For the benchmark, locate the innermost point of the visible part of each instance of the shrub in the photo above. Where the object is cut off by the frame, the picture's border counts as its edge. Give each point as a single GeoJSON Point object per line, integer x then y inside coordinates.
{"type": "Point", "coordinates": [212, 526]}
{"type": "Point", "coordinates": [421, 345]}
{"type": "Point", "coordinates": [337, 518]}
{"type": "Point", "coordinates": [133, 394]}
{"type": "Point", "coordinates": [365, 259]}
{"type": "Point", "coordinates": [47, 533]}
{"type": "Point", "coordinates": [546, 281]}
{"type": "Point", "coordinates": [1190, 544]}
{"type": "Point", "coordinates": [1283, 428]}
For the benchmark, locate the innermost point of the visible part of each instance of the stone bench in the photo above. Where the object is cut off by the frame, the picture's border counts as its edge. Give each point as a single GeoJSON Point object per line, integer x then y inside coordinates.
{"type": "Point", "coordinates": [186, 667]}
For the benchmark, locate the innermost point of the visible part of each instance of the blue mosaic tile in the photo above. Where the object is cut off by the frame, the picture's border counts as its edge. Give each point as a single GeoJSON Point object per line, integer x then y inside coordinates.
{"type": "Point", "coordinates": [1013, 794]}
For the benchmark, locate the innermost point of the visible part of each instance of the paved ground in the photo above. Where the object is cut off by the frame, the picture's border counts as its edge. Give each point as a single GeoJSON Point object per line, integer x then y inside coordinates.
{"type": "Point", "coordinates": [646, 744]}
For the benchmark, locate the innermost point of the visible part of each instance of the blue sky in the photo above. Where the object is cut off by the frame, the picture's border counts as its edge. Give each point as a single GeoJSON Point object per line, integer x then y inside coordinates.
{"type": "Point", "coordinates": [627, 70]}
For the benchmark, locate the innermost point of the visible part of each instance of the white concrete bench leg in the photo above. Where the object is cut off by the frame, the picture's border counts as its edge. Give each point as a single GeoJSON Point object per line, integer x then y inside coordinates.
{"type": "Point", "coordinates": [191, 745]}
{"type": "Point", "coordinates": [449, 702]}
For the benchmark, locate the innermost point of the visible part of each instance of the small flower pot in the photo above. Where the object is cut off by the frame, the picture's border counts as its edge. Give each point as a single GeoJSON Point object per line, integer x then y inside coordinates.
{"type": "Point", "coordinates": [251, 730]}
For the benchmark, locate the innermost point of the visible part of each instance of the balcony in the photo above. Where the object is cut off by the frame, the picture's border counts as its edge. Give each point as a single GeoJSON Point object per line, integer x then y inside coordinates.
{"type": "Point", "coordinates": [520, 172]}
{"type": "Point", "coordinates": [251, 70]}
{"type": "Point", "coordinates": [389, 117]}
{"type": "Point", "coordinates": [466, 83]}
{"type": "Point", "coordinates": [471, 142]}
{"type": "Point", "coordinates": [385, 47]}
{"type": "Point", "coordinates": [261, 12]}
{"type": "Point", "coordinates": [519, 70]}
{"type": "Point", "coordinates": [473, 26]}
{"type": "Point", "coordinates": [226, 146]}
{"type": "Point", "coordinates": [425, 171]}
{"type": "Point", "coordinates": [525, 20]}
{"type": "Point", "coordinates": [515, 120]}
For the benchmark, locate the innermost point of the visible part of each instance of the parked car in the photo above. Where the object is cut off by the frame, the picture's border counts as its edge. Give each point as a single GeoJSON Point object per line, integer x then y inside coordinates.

Given task -
Copy the lines word for word, starting at the one that contains "of the small" and ending at the final line above.

Solution to this exercise -
For the benchmark, locate the innermost point of the visible part of each instance of the small flower pot in the photo above. Where the object is cut off by the frame, the picture's border counts as its edge. Give each point as a single GeoJSON Point object per line, integer x then y inside coordinates.
{"type": "Point", "coordinates": [251, 730]}
For the benchmark, locate the innermost point of the visible part of each instance of the balcony in the photo above. Where the object is cut off by the frame, the picture's border counts as its edge. Give each point as a single GeoJSON Point object per line, integer x then y inside coordinates.
{"type": "Point", "coordinates": [520, 172]}
{"type": "Point", "coordinates": [251, 70]}
{"type": "Point", "coordinates": [389, 117]}
{"type": "Point", "coordinates": [466, 83]}
{"type": "Point", "coordinates": [471, 142]}
{"type": "Point", "coordinates": [385, 47]}
{"type": "Point", "coordinates": [261, 12]}
{"type": "Point", "coordinates": [519, 70]}
{"type": "Point", "coordinates": [473, 26]}
{"type": "Point", "coordinates": [226, 146]}
{"type": "Point", "coordinates": [425, 171]}
{"type": "Point", "coordinates": [525, 20]}
{"type": "Point", "coordinates": [515, 120]}
For the benchmark, locate the innermost point of the visible part of each instance of the parked car in the photo above. Where the object is cut off by the frame, the picture's border counts as its edge. Give each point as a single GeoJSON Point object per line, integer x then y inside coordinates.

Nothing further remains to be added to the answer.